(Stored data entries)
────────────────────────────────────────
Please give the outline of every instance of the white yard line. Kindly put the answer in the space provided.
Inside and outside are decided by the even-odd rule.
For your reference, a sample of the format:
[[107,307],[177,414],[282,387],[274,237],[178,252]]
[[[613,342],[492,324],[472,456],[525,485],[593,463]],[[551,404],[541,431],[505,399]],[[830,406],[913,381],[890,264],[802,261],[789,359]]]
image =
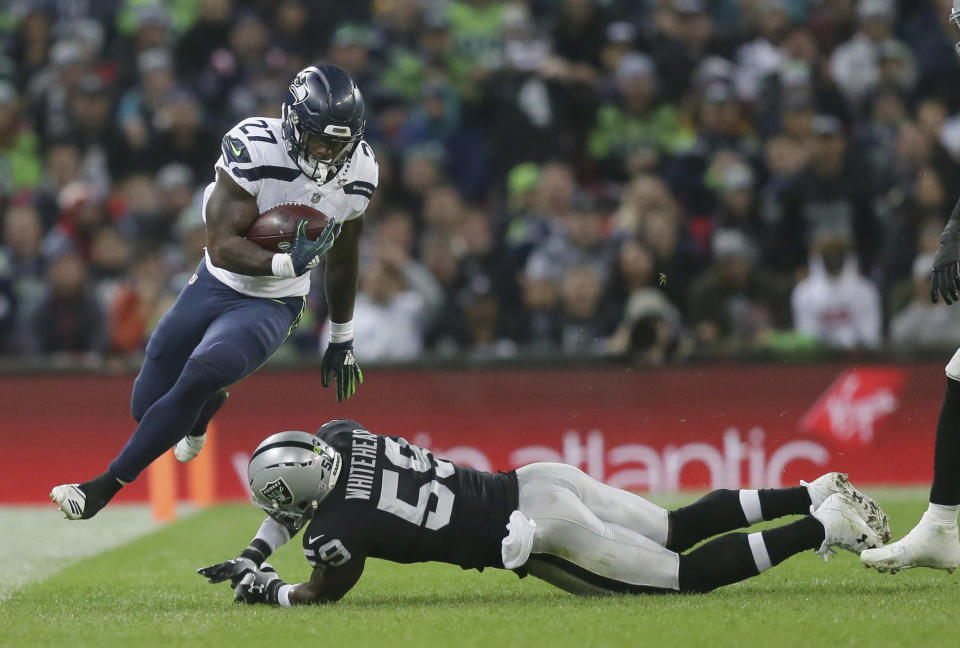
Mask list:
[[81,558],[96,555],[159,528],[148,506],[114,505],[93,520],[68,521],[55,504],[0,506],[0,545],[7,553],[0,602],[27,583],[43,580]]

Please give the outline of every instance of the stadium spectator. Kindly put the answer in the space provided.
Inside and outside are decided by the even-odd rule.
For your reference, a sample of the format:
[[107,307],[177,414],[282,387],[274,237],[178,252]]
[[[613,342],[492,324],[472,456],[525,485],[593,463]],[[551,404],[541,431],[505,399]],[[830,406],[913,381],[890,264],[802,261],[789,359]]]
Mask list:
[[789,25],[785,0],[759,2],[753,8],[756,20],[756,38],[737,49],[737,68],[734,85],[742,101],[755,102],[761,92],[763,79],[775,73],[783,64],[783,42]]
[[575,203],[574,209],[563,216],[561,227],[530,253],[527,265],[554,268],[561,277],[574,266],[589,265],[603,281],[613,254],[604,216],[586,196],[578,197]]
[[477,198],[486,183],[486,152],[479,133],[464,128],[460,102],[453,87],[443,81],[424,85],[422,102],[403,130],[403,148],[433,146],[443,152],[443,170],[460,194]]
[[412,360],[440,307],[443,293],[423,265],[400,246],[381,240],[364,266],[354,307],[363,359]]
[[893,38],[896,12],[893,0],[861,0],[857,32],[833,52],[831,75],[854,107],[859,107],[880,80],[880,50]]
[[633,364],[659,367],[690,353],[680,311],[656,288],[630,294],[623,320],[607,340],[607,352]]
[[568,268],[563,275],[561,293],[560,350],[571,356],[600,355],[610,332],[604,330],[600,319],[603,285],[596,267]]
[[453,252],[453,237],[439,230],[430,230],[421,239],[420,248],[424,266],[443,290],[443,302],[427,329],[425,342],[440,355],[451,356],[468,345],[461,310],[463,281],[459,261]]
[[20,96],[13,84],[0,81],[0,205],[39,185],[42,168],[40,142],[20,119]]
[[519,335],[521,349],[534,356],[556,352],[562,339],[560,286],[563,275],[543,257],[531,259],[520,279],[524,322]]
[[890,320],[890,345],[896,349],[955,349],[960,346],[960,320],[943,302],[930,302],[933,252],[913,262],[913,300]]
[[714,262],[690,284],[687,312],[704,348],[757,348],[766,335],[790,326],[786,291],[756,266],[757,251],[741,230],[713,234]]
[[[477,209],[467,211],[457,241],[462,246],[459,261],[463,281],[472,285],[476,279],[481,286],[489,285],[486,292],[495,295],[498,302],[498,333],[515,337],[522,309],[516,260],[497,238],[490,218]],[[475,292],[485,294],[483,290]]]
[[117,107],[117,122],[129,151],[124,158],[128,171],[149,168],[152,156],[148,150],[160,126],[158,112],[176,83],[173,60],[164,49],[141,52],[137,73],[139,85],[127,90]]
[[503,332],[501,299],[488,277],[475,274],[467,278],[459,300],[464,346],[471,360],[497,360],[516,355],[517,345]]
[[660,158],[692,145],[682,128],[676,107],[656,101],[653,61],[629,53],[616,70],[617,100],[602,105],[590,133],[590,155],[604,177],[626,180],[655,170]]
[[177,41],[174,53],[177,76],[184,82],[192,83],[206,67],[210,56],[227,47],[232,12],[232,0],[200,0],[197,3],[197,19]]
[[631,237],[620,243],[617,257],[604,288],[600,320],[610,331],[622,320],[630,296],[657,284],[653,251],[642,240]]
[[861,267],[869,267],[879,226],[869,174],[848,152],[839,119],[818,116],[813,133],[807,166],[786,182],[780,193],[780,220],[773,241],[776,252],[771,258],[779,259],[778,269],[802,267],[813,233],[834,224],[854,232]]
[[25,318],[24,350],[38,354],[98,354],[107,345],[103,308],[75,252],[55,257],[47,270],[46,295]]
[[197,98],[189,92],[171,92],[155,119],[158,128],[150,144],[151,170],[176,163],[186,165],[198,180],[212,180],[220,138],[204,125]]
[[880,292],[857,270],[853,236],[841,223],[814,234],[809,276],[791,295],[800,333],[838,349],[874,348],[883,325]]
[[0,353],[22,351],[24,313],[44,292],[46,258],[40,215],[28,204],[6,210],[0,247]]
[[88,74],[71,97],[69,138],[77,143],[81,174],[100,196],[110,193],[112,177],[129,168],[122,136],[114,127],[113,88]]
[[576,181],[569,165],[551,163],[539,167],[531,162],[510,172],[508,186],[511,204],[506,243],[517,263],[523,264],[570,212]]

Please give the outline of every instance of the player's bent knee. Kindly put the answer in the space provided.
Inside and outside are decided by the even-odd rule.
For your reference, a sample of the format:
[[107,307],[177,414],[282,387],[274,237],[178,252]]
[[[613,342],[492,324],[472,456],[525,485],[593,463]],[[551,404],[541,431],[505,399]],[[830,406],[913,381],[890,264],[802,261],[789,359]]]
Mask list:
[[162,391],[151,388],[149,383],[150,380],[144,377],[142,371],[133,382],[133,393],[130,395],[130,414],[133,415],[133,419],[137,423],[143,419],[147,410],[157,402],[157,399],[163,396]]
[[246,355],[229,344],[217,344],[187,360],[177,387],[204,398],[230,386],[246,374]]

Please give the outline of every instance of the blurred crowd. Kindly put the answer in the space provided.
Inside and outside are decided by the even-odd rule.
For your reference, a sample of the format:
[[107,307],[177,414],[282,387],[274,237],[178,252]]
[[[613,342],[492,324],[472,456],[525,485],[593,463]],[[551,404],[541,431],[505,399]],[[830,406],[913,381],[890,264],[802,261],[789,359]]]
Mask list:
[[[347,70],[361,361],[955,348],[951,0],[7,0],[0,355],[135,358],[222,135]],[[322,272],[318,269],[315,272]],[[282,353],[326,342],[322,282]]]

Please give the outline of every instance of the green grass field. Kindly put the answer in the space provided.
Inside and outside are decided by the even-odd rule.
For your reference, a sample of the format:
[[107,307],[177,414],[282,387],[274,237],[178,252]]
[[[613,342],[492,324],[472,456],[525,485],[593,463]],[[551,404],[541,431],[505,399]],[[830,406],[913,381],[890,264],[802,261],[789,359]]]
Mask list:
[[[925,507],[921,491],[876,494],[894,537]],[[194,572],[236,555],[261,519],[251,506],[199,512],[29,584],[0,603],[0,646],[810,648],[958,641],[960,572],[879,575],[848,553],[824,564],[808,552],[708,595],[596,599],[510,572],[371,560],[334,606],[237,605],[228,586],[209,585]],[[290,582],[309,573],[298,541],[272,562]]]

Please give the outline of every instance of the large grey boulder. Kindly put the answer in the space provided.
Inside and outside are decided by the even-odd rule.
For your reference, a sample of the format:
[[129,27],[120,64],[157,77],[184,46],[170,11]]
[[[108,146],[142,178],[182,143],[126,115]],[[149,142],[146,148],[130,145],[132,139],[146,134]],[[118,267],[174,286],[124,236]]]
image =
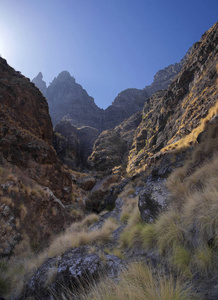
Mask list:
[[88,246],[74,248],[62,256],[47,259],[30,278],[19,299],[54,299],[66,291],[76,299],[73,295],[81,287],[88,287],[104,275],[115,279],[122,266],[117,256],[92,253]]

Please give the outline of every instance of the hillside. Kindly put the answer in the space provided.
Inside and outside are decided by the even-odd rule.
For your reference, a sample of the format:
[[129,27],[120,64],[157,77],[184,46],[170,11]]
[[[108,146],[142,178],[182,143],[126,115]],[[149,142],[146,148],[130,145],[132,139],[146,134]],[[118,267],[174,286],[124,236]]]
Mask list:
[[[100,135],[66,119],[53,134],[46,99],[0,58],[0,297],[218,298],[217,52],[218,23],[142,111],[145,91],[121,92],[112,106],[134,114]],[[54,84],[96,109],[69,73]]]
[[[119,152],[119,163],[107,162],[111,161],[110,149],[114,146],[110,137],[119,133],[120,141],[127,145],[123,140],[123,127],[128,120],[99,136],[89,157],[94,169],[99,168],[99,161],[104,157],[107,169],[118,167],[122,162],[124,170],[134,174],[146,170],[152,162],[157,163],[168,152],[187,149],[196,143],[207,121],[217,113],[217,39],[215,24],[192,47],[182,70],[168,89],[146,100],[140,124],[131,131],[133,142]],[[131,124],[132,118],[129,122]],[[102,139],[107,147],[101,147]]]
[[[77,217],[84,191],[57,158],[48,104],[0,58],[0,256],[38,251]],[[74,196],[73,196],[74,195]],[[75,198],[75,199],[74,199]],[[41,248],[41,246],[40,246]]]

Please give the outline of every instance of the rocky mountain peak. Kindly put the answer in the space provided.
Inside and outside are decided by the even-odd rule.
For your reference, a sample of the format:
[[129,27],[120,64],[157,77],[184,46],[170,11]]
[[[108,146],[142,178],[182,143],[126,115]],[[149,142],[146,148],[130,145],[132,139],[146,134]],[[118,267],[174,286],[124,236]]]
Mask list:
[[39,72],[39,74],[35,78],[33,78],[32,82],[42,92],[42,94],[46,96],[47,86],[45,81],[42,80],[42,78],[43,78],[42,72]]
[[63,71],[54,78],[47,88],[46,98],[53,126],[67,118],[78,128],[101,128],[101,109],[69,72]]
[[95,104],[94,99],[76,83],[68,71],[62,71],[55,77],[46,91],[40,73],[33,82],[46,95],[53,126],[62,119],[68,119],[76,127],[91,126],[101,132],[118,126],[132,114],[141,111],[149,96],[166,89],[173,77],[181,71],[188,54],[189,51],[179,63],[158,71],[153,83],[143,90],[128,88],[121,91],[105,110]]
[[56,78],[59,82],[70,81],[72,83],[76,83],[75,78],[70,75],[68,71],[62,71]]
[[182,66],[192,52],[192,48],[193,46],[189,48],[179,63],[171,64],[168,67],[159,70],[154,75],[152,84],[143,89],[143,94],[146,92],[147,96],[150,97],[159,90],[165,90],[173,81],[174,77],[182,70]]

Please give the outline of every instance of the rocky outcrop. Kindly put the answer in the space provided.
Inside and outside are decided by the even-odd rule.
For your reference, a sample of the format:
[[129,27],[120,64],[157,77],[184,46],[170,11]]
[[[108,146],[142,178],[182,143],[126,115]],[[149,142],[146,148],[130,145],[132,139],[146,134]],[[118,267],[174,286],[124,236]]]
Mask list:
[[141,111],[147,96],[146,93],[143,94],[144,97],[141,95],[142,90],[138,89],[127,89],[119,93],[112,105],[103,113],[103,129],[112,129],[134,113]]
[[106,130],[94,144],[94,150],[88,159],[89,165],[98,171],[110,170],[122,163],[126,150],[127,145],[121,135],[113,129]]
[[108,175],[98,181],[86,198],[86,209],[99,213],[104,209],[112,209],[119,192],[120,177],[118,175]]
[[155,181],[150,177],[145,187],[140,190],[138,207],[141,218],[146,223],[151,223],[164,210],[167,204],[168,191],[165,180]]
[[39,72],[39,74],[35,78],[33,78],[32,82],[42,92],[42,94],[46,97],[47,86],[46,86],[45,81],[42,80],[42,78],[43,78],[42,72]]
[[[181,72],[169,88],[156,92],[146,100],[141,122],[132,132],[132,145],[126,147],[122,159],[113,161],[113,155],[116,157],[121,152],[109,153],[109,143],[107,149],[103,146],[114,132],[119,132],[123,139],[122,126],[99,136],[89,158],[94,168],[98,168],[97,161],[101,159],[104,159],[105,170],[118,167],[120,161],[123,163],[128,156],[127,172],[144,171],[154,162],[157,163],[166,152],[181,151],[196,143],[206,122],[217,113],[217,27],[218,24],[215,24],[192,47]],[[126,124],[130,120],[126,120]],[[100,140],[101,137],[104,139]]]
[[57,156],[64,164],[72,169],[79,166],[80,155],[77,128],[69,121],[63,121],[56,125],[53,145]]
[[46,99],[0,58],[0,255],[25,243],[41,249],[75,219],[72,187],[81,191],[58,160],[52,135]]
[[54,295],[59,298],[70,292],[76,297],[79,289],[84,291],[104,275],[115,278],[123,266],[122,260],[109,254],[103,259],[98,252],[90,253],[90,250],[90,247],[79,247],[45,261],[30,278],[19,299],[51,299]]
[[51,143],[52,124],[45,98],[33,83],[11,68],[3,58],[0,58],[0,92],[1,128],[5,134],[8,129],[3,120]]
[[65,118],[76,127],[102,128],[102,110],[67,71],[61,72],[52,81],[46,98],[53,126]]
[[[202,131],[210,115],[216,114],[217,39],[218,24],[215,24],[193,46],[170,87],[146,101],[143,120],[130,152],[128,170],[145,166],[146,160],[148,163],[160,150],[163,153],[189,147],[196,142],[197,132]],[[191,134],[194,129],[195,133]]]
[[[105,171],[119,164],[126,164],[126,155],[130,149],[136,128],[142,120],[141,112],[135,113],[110,131],[104,131],[96,140],[93,152],[88,158],[91,168]],[[115,142],[115,137],[117,137]],[[116,147],[119,144],[119,151]]]
[[53,145],[60,160],[72,169],[87,167],[87,159],[99,136],[96,128],[76,128],[70,121],[59,122],[54,129]]

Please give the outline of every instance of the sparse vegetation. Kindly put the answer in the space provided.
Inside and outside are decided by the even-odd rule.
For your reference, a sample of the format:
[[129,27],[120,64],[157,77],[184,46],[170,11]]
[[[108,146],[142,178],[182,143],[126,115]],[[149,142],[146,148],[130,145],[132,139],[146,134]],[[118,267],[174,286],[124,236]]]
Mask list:
[[[106,278],[80,296],[81,300],[189,300],[193,299],[184,286],[172,277],[154,274],[142,263],[133,263],[121,274],[118,284]],[[198,298],[200,299],[200,297]]]
[[[217,30],[217,25],[215,27]],[[57,159],[51,146],[52,124],[46,102],[40,100],[41,94],[37,91],[38,102],[35,103],[34,93],[26,94],[19,76],[12,79],[10,86],[9,73],[13,70],[7,74],[4,62],[0,110],[0,140],[3,141],[0,153],[0,298],[16,299],[20,292],[20,298],[28,297],[27,283],[35,280],[32,276],[36,278],[37,274],[40,279],[43,274],[42,283],[37,280],[39,289],[42,287],[39,293],[45,289],[45,293],[54,293],[51,296],[54,299],[80,300],[193,300],[197,284],[200,290],[201,283],[204,285],[210,278],[214,280],[218,265],[218,64],[215,63],[217,53],[212,50],[217,32],[214,31],[210,39],[207,35],[205,33],[199,45],[192,49],[169,89],[146,100],[142,120],[136,114],[131,122],[126,120],[99,135],[89,158],[95,171],[89,174],[69,171]],[[18,72],[15,75],[17,77]],[[22,80],[25,83],[25,79]],[[34,85],[31,86],[34,89]],[[11,94],[10,99],[7,99],[7,92]],[[145,93],[139,91],[139,94],[137,101],[143,104]],[[114,108],[117,101],[119,103],[119,97]],[[23,120],[21,110],[17,110],[20,106]],[[85,106],[83,108],[84,113],[88,113]],[[211,120],[214,116],[216,118]],[[105,122],[103,117],[99,120]],[[103,123],[101,128],[106,124]],[[83,145],[76,135],[75,141],[72,136],[71,143],[79,164],[83,161],[82,149],[89,150],[89,139],[87,145]],[[59,133],[54,137],[62,142],[66,140]],[[80,153],[76,153],[78,151]],[[186,162],[183,155],[189,155]],[[71,158],[69,155],[66,162],[72,163]],[[177,168],[183,163],[183,167]],[[85,164],[81,169],[83,167]],[[173,168],[177,169],[172,172]],[[167,178],[169,172],[172,174]],[[136,176],[125,178],[130,174]],[[92,177],[86,188],[87,178],[79,180],[84,176]],[[145,223],[138,209],[138,193],[141,187],[148,185],[145,190],[154,187],[158,194],[156,180],[162,186],[165,179],[168,206],[160,213],[158,207],[155,220],[150,218],[150,223]],[[163,190],[165,198],[167,191]],[[143,193],[140,196],[143,197]],[[153,199],[148,198],[149,201]],[[145,207],[142,202],[140,209]],[[156,210],[156,205],[153,206]],[[88,210],[100,212],[104,208],[109,210],[105,215],[105,212],[86,215]],[[149,208],[145,210],[142,214],[149,214]],[[74,223],[69,226],[71,222]],[[81,275],[83,271],[80,270],[75,272],[75,286],[69,291],[63,286],[63,295],[55,295],[51,285],[55,286],[60,276],[57,285],[61,289],[61,271],[63,277],[67,277],[68,287],[73,284],[73,280],[65,276],[67,271],[60,269],[66,258],[77,260],[77,254],[78,261],[85,262],[85,275]],[[95,262],[95,258],[92,273],[92,267],[87,267],[88,259]],[[69,266],[67,259],[66,269],[70,272],[75,265],[77,270],[80,268],[80,262]],[[140,259],[144,264],[133,263]],[[111,269],[109,274],[115,280],[102,274],[108,271],[105,266]],[[65,283],[63,278],[63,285]],[[86,285],[84,290],[80,289],[80,284]],[[198,294],[196,299],[200,298]]]
[[[184,277],[213,274],[218,262],[217,126],[211,126],[191,158],[168,179],[169,209],[143,224],[137,209],[124,232],[122,247],[158,249]],[[199,164],[200,159],[200,164]]]

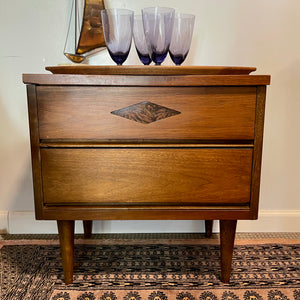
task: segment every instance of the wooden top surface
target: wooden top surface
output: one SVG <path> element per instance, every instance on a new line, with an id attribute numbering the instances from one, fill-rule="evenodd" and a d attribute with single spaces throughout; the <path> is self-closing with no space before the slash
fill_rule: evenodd
<path id="1" fill-rule="evenodd" d="M 269 75 L 249 75 L 255 68 L 202 66 L 57 66 L 56 74 L 23 74 L 36 85 L 234 86 L 268 85 Z"/>
<path id="2" fill-rule="evenodd" d="M 46 67 L 53 74 L 78 75 L 248 75 L 256 68 L 227 66 L 90 66 Z"/>

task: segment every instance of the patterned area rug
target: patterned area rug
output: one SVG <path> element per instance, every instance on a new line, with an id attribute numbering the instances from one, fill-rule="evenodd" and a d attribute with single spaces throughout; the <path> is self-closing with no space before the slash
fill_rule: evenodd
<path id="1" fill-rule="evenodd" d="M 300 243 L 237 241 L 231 282 L 223 284 L 218 241 L 157 242 L 77 240 L 71 285 L 62 281 L 57 240 L 2 243 L 0 298 L 300 300 Z"/>

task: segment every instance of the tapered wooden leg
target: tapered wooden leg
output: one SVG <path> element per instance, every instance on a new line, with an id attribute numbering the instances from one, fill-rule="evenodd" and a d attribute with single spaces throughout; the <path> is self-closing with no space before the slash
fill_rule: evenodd
<path id="1" fill-rule="evenodd" d="M 83 221 L 84 238 L 89 239 L 92 236 L 93 221 Z"/>
<path id="2" fill-rule="evenodd" d="M 205 236 L 211 237 L 213 229 L 213 220 L 205 220 Z"/>
<path id="3" fill-rule="evenodd" d="M 66 284 L 73 282 L 74 223 L 74 221 L 57 221 L 64 281 Z"/>
<path id="4" fill-rule="evenodd" d="M 229 283 L 236 230 L 236 220 L 220 220 L 221 281 Z"/>

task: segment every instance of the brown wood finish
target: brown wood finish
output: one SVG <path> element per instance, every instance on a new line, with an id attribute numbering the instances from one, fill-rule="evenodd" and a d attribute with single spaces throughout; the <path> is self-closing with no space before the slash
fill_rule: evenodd
<path id="1" fill-rule="evenodd" d="M 31 145 L 31 164 L 33 177 L 33 191 L 36 218 L 42 218 L 43 215 L 43 189 L 42 189 L 42 170 L 40 155 L 40 136 L 38 126 L 38 109 L 36 99 L 36 86 L 27 85 L 28 98 L 28 116 L 30 129 L 30 145 Z"/>
<path id="2" fill-rule="evenodd" d="M 44 206 L 43 220 L 205 220 L 252 219 L 249 206 Z M 40 219 L 41 220 L 41 219 Z"/>
<path id="3" fill-rule="evenodd" d="M 250 202 L 252 149 L 42 149 L 41 157 L 45 205 Z"/>
<path id="4" fill-rule="evenodd" d="M 37 85 L 79 86 L 258 86 L 270 84 L 268 75 L 65 75 L 23 74 L 23 82 Z"/>
<path id="5" fill-rule="evenodd" d="M 213 232 L 213 220 L 205 220 L 205 236 L 207 238 L 212 236 Z"/>
<path id="6" fill-rule="evenodd" d="M 220 220 L 221 281 L 229 283 L 237 220 Z"/>
<path id="7" fill-rule="evenodd" d="M 89 238 L 99 219 L 203 219 L 208 236 L 221 220 L 221 280 L 229 282 L 236 222 L 258 214 L 270 76 L 92 69 L 103 74 L 23 76 L 36 218 L 58 220 L 65 282 L 74 220 Z"/>
<path id="8" fill-rule="evenodd" d="M 41 139 L 251 140 L 254 137 L 254 87 L 41 86 L 37 87 L 37 95 Z M 180 114 L 140 124 L 111 113 L 145 99 Z"/>
<path id="9" fill-rule="evenodd" d="M 74 221 L 57 221 L 61 256 L 66 284 L 73 282 Z"/>
<path id="10" fill-rule="evenodd" d="M 79 75 L 245 75 L 254 72 L 251 67 L 227 66 L 52 66 L 46 70 L 53 74 Z"/>
<path id="11" fill-rule="evenodd" d="M 84 230 L 84 238 L 89 239 L 92 236 L 93 229 L 93 221 L 85 220 L 83 221 L 83 230 Z"/>
<path id="12" fill-rule="evenodd" d="M 251 185 L 251 212 L 252 219 L 258 218 L 258 202 L 260 190 L 260 173 L 262 161 L 262 147 L 263 147 L 263 131 L 265 119 L 265 100 L 266 87 L 257 87 L 257 105 L 255 116 L 255 138 L 254 138 L 254 156 L 252 168 L 252 185 Z"/>

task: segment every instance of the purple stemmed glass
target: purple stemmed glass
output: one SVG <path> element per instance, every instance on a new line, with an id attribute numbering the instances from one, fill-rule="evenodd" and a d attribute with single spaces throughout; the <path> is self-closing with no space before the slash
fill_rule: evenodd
────────────────────────────────────────
WHAT YOU NEED TO DO :: Search the data above for "area" and copy every line where it turns up.

RESULT FOR THIS EXERCISE ::
task: segment every instance of the patterned area rug
target: patterned area rug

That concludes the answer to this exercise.